§ THE PROBLEM: The full set of entries should be repeated without a single change.

Collected data entries:
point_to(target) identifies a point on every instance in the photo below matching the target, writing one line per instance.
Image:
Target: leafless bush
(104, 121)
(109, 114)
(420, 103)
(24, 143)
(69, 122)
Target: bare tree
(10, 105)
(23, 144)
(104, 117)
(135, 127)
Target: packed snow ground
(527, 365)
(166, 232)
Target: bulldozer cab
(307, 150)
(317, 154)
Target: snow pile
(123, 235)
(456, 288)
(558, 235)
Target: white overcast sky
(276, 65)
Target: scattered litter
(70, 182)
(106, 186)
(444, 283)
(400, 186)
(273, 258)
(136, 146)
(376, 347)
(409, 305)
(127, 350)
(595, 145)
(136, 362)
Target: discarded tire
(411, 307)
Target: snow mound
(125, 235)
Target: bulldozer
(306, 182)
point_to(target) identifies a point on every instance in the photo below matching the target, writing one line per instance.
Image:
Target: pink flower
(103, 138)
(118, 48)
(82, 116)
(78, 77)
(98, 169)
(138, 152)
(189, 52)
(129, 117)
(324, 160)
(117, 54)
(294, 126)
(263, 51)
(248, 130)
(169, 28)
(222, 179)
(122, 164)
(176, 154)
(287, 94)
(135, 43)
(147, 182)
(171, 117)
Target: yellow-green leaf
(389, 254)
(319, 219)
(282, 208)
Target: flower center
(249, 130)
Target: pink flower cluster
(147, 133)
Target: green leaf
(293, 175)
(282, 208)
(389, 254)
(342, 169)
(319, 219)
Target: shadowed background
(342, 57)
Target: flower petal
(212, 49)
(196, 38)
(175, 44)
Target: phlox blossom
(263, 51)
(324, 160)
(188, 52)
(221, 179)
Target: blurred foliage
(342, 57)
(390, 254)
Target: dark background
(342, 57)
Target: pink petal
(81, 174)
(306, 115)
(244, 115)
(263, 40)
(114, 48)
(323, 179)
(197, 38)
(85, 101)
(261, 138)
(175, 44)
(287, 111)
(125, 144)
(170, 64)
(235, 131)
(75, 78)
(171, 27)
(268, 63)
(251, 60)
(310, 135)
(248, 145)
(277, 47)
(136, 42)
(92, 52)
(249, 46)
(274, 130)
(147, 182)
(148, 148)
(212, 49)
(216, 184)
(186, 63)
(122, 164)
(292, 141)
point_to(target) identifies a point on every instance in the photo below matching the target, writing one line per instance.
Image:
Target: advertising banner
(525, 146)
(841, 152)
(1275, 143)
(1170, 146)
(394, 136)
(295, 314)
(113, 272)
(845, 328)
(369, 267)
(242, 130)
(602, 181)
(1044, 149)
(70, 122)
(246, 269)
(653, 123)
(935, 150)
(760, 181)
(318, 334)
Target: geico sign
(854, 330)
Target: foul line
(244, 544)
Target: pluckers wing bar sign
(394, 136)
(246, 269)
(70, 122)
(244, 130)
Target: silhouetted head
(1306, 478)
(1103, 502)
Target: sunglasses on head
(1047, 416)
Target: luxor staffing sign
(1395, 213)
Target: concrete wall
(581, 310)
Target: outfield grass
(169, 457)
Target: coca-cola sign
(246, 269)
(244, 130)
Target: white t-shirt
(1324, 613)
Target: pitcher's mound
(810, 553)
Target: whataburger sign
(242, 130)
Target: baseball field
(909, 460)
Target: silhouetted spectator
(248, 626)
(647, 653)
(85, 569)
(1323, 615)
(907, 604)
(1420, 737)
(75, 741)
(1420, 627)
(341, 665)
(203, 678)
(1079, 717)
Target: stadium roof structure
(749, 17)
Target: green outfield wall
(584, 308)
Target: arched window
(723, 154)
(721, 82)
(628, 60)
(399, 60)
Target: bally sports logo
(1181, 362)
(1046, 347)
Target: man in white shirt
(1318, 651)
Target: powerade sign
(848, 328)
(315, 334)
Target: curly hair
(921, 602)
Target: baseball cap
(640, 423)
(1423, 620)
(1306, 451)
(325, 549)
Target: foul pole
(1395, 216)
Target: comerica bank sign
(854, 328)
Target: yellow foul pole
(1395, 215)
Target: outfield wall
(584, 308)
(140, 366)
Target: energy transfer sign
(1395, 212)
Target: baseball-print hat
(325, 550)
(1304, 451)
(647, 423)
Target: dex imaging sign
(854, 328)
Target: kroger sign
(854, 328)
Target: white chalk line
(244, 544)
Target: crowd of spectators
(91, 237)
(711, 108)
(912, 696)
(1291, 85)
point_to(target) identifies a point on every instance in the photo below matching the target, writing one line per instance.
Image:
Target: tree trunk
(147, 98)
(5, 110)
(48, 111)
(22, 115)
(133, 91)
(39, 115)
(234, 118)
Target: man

§ RESPONSE TO THIS TASK:
point_to(target) identifies a point on every instance in the photo below matching the target, writing one line per instance.
Image:
Target: leafless bush
(104, 121)
(109, 114)
(420, 103)
(24, 143)
(69, 122)
Target: bare tree
(10, 105)
(23, 144)
(104, 117)
(135, 127)
Target: packed snow ground
(527, 365)
(166, 232)
Target: bulldozer cab
(307, 150)
(317, 154)
Target: snow pile
(123, 235)
(456, 288)
(558, 235)
Target: white overcast sky
(276, 65)
Target: scattered litter
(70, 182)
(106, 186)
(444, 283)
(400, 186)
(273, 258)
(136, 146)
(376, 347)
(409, 305)
(127, 350)
(595, 145)
(136, 362)
Target: discarded tire
(411, 307)
Target: snow mound
(125, 235)
Target: bulldozer
(306, 182)
point_to(target) identifies a point on every instance in the photo below matching the target, writing one line per instance.
Image:
Target: pink flower
(103, 138)
(118, 48)
(82, 116)
(78, 77)
(98, 169)
(138, 152)
(189, 52)
(129, 117)
(324, 160)
(117, 54)
(294, 126)
(263, 51)
(248, 130)
(169, 28)
(222, 179)
(122, 164)
(176, 154)
(287, 94)
(135, 43)
(147, 182)
(171, 117)
Target: yellow-green leaf
(389, 254)
(319, 219)
(282, 208)
Target: flower center
(249, 130)
Target: pink flower cluster
(147, 133)
Target: green leaf
(293, 175)
(282, 208)
(389, 254)
(342, 169)
(319, 219)
Target: shadowed background
(342, 57)
Target: flower petal
(212, 49)
(196, 38)
(175, 44)
Target: phlox blossom
(263, 51)
(324, 160)
(188, 52)
(221, 179)
Target: blurred foliage
(342, 57)
(390, 254)
Target: dark background
(342, 57)
Target: pink petal
(81, 174)
(306, 115)
(244, 115)
(263, 40)
(114, 48)
(323, 179)
(197, 38)
(85, 101)
(261, 138)
(175, 44)
(287, 111)
(125, 144)
(170, 64)
(235, 131)
(75, 78)
(171, 27)
(268, 63)
(251, 60)
(310, 135)
(248, 145)
(277, 47)
(136, 42)
(92, 52)
(249, 46)
(274, 130)
(147, 182)
(148, 148)
(212, 49)
(216, 184)
(186, 63)
(122, 164)
(292, 141)
point_to(target) identifies a point on every instance in the photo below matching the target, writing one line per instance.
Image:
Target: advertising banner
(525, 146)
(841, 152)
(1275, 143)
(1170, 146)
(394, 136)
(295, 314)
(113, 272)
(845, 328)
(369, 267)
(242, 130)
(602, 181)
(1044, 149)
(70, 122)
(246, 269)
(653, 123)
(935, 150)
(760, 181)
(318, 334)
Target: geico sign
(854, 330)
Target: foul line
(244, 544)
Target: pluckers wing bar sign
(394, 136)
(246, 269)
(70, 122)
(244, 130)
Target: silhouetted head
(1306, 478)
(1103, 502)
Target: sunglasses on head
(1047, 416)
Target: luxor staffing sign
(1395, 213)
Target: concrete wall
(581, 310)
Target: outfield grass
(169, 457)
Target: coca-cola sign
(246, 269)
(244, 130)
Target: white t-shirt
(1324, 613)
Target: pitcher's mound
(810, 553)
Target: whataburger sign
(242, 130)
Target: baseball field
(909, 460)
Target: silhouetted spectator
(248, 626)
(647, 653)
(85, 569)
(1323, 615)
(907, 604)
(1420, 737)
(75, 741)
(1420, 627)
(341, 665)
(203, 678)
(1079, 717)
Target: stadium roof structure
(749, 17)
Target: green outfield wall
(584, 308)
Target: arched window
(723, 154)
(721, 82)
(628, 60)
(399, 60)
Target: bally sports logo
(1181, 362)
(1046, 347)
Target: man in white shirt
(1318, 651)
Target: powerade sign
(848, 328)
(315, 334)
Target: curly hair
(921, 602)
Target: baseball cap
(640, 423)
(1423, 620)
(1306, 451)
(325, 549)
Target: foul pole
(1395, 216)
Target: comerica bank sign
(854, 328)
Target: yellow foul pole
(1395, 215)
Target: outfield wall
(584, 308)
(140, 366)
Target: energy transfer sign
(1395, 212)
Target: baseball-print hat
(325, 550)
(1304, 451)
(647, 423)
Target: dex imaging sign
(854, 328)
Target: kroger sign
(854, 328)
Target: white chalk line
(244, 544)
Target: crowd of spectators
(91, 237)
(711, 108)
(912, 696)
(1291, 85)
point_to(target) identifies a point on every instance in the photo below matching the target, writing one line per instance.
Image:
Target: tree trunk
(147, 98)
(5, 110)
(48, 111)
(22, 115)
(133, 91)
(39, 115)
(234, 118)
Target: man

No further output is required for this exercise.